**GIVEN ENTRIES**.
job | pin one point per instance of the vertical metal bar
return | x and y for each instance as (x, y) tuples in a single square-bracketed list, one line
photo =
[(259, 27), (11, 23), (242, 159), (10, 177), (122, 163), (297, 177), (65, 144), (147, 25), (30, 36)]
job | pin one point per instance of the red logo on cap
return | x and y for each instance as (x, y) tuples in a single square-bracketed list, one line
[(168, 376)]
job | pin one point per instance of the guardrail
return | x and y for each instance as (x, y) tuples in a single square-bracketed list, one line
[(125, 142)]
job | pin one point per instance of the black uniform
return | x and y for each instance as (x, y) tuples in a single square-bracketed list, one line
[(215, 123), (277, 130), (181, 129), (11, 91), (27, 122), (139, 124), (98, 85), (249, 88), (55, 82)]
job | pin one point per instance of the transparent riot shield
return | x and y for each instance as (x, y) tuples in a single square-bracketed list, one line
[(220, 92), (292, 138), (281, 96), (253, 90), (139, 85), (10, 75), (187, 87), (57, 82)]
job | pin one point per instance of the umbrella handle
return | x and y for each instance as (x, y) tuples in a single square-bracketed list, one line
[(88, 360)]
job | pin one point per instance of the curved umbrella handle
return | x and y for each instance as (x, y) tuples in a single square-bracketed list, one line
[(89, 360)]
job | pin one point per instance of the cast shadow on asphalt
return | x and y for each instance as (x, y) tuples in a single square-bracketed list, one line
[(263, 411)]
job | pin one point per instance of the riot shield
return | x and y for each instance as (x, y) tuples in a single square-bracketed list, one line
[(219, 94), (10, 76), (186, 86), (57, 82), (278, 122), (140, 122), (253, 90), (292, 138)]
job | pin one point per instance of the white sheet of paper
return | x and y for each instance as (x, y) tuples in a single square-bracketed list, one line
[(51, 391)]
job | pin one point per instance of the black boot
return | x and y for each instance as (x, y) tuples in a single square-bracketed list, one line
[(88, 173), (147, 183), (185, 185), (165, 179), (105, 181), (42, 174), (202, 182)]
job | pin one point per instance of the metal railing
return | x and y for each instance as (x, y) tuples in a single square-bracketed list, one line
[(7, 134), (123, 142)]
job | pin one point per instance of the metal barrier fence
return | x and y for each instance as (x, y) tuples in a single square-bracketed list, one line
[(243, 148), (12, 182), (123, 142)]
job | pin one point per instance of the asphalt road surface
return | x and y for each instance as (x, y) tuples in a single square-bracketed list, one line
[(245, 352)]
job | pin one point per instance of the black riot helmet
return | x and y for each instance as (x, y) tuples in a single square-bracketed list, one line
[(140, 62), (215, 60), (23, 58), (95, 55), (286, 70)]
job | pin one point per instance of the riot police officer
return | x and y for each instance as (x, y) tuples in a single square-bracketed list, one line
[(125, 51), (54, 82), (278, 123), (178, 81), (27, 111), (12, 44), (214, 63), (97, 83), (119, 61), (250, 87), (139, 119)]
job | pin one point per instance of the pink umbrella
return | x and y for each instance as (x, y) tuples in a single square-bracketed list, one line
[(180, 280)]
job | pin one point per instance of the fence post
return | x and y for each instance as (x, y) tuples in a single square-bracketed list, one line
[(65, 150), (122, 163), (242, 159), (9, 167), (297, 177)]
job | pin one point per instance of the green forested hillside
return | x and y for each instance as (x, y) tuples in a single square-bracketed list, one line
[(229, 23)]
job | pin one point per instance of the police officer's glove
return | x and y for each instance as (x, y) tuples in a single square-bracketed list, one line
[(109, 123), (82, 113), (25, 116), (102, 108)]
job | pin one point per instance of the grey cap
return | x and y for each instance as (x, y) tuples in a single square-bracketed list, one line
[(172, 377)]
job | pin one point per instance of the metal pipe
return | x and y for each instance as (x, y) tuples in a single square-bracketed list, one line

**TO BE DONE**. Reproduce all of the data above word for word, with nothing changed.

**EXERCISE ANSWER**.
job | pin one point per instance of the vertical metal bar
return | x and y for each instance as (x, y) tuples in a single square-bracketed list, one line
photo =
[(259, 27), (11, 23), (242, 159), (10, 177), (122, 163), (297, 177), (65, 144), (147, 25), (30, 36)]
job | pin one point per instance of the red logo on cap
return | x and y for each instance as (x, y) tuples in a single square-bracketed list, one line
[(168, 376)]
job | pin one point per instance of the guardrail
return | x and y for each instance as (x, y) tuples in a single square-bracketed list, one line
[(125, 142)]
job | pin one point per instance of the black uniform
return | x and y for each instance as (x, y) tuples in a single square-bracketed list, one line
[(215, 123), (277, 130), (181, 129), (11, 91), (27, 122), (139, 124), (98, 85), (249, 88), (55, 82)]
job | pin one point per instance of the transparent riot shield
return | x and y for each instance as (x, y) tuples in a single square-bracketed list, one line
[(220, 92), (292, 138), (281, 96), (253, 90), (139, 85), (10, 75), (187, 87), (57, 82)]
job | pin one point per instance of the umbrella handle
return | x and y for each instance as (x, y) tuples in a single square-bracketed list, one line
[(88, 360)]
job | pin one point per instance of the curved umbrella handle
return | x and y for each instance as (x, y) tuples in a single square-bracketed list, one line
[(89, 360)]
job | pin one point per instance of the cast shadow on asphalt
return | x and y for each instance as (x, y) tuples in a single square-bracketed list, one line
[(263, 411)]
job | pin one point per instance of the riot shield
return | x and y for each instance as (x, y) tuples in a single square-bracketed list, one line
[(219, 94), (10, 76), (186, 86), (57, 82), (278, 122), (140, 122), (253, 90), (292, 138)]
job | pin one point per instance of the white sheet of paper
return | x and y for each instance as (x, y) tuples in a single square-bracketed list, one line
[(51, 391)]
job | pin one point per instance of the black boot
return | x and y for each instance as (x, y) tuples in a single square-bracketed list, one line
[(88, 173), (147, 183), (185, 185), (165, 179), (105, 181), (42, 174), (202, 182)]
job | pin one point per instance of the metal railing
return | x and y for each instance as (x, y) tuples in a single square-bracketed list, one line
[(7, 134), (123, 142)]
job | pin one point per instance of the metal barrier fence
return | x and y for each instance as (x, y) tuples in a single square-bracketed list, one line
[(243, 148), (12, 182), (123, 142)]
job | pin one point per instance of the asphalt road surface
return | x and y for each instance as (x, y) tuples in a single square-bracketed list, one line
[(245, 352)]
job | pin one point per instance of the black riot helmet
return | x and y for each instance as (x, y) tuples in a single square-bracketed list, one line
[(140, 62), (215, 60), (23, 58), (95, 55), (286, 70)]
job | pin one point per instance of the riot police officer
return | x and y for each instance as (x, y) tuples in a single square-bracketed list, one line
[(125, 51), (54, 82), (278, 123), (178, 81), (27, 111), (12, 44), (214, 63), (97, 83), (119, 61), (250, 87), (139, 119)]
job | pin one point per instance of the pink umbrella
return | x and y for each instance as (x, y) tuples in a single square-bracketed list, one line
[(180, 280)]
job | pin one point per instance of the fence post
return | x and y for each instance as (x, y) tuples in a single square-bracketed list, one line
[(65, 150), (122, 163), (242, 159), (9, 167), (297, 177)]
job | pin one point per instance of the green forested hillside
return | x and y for each instance as (x, y) tuples in a single square-bracketed list, one line
[(229, 23)]
job | pin one point per instance of the police officer's glove
return | x and y for each instance as (x, y) tuples in a single square-bracketed list, one line
[(109, 123), (82, 113), (25, 116), (102, 108)]
job | pin one point per instance of the grey cap
return | x and y for each instance as (x, y) tuples in a single square-bracketed list, one line
[(172, 377)]
job | pin one point per instance of the metal pipe
return | x and y for each instance as (x, y) tuples in a single square-bracketed list, one line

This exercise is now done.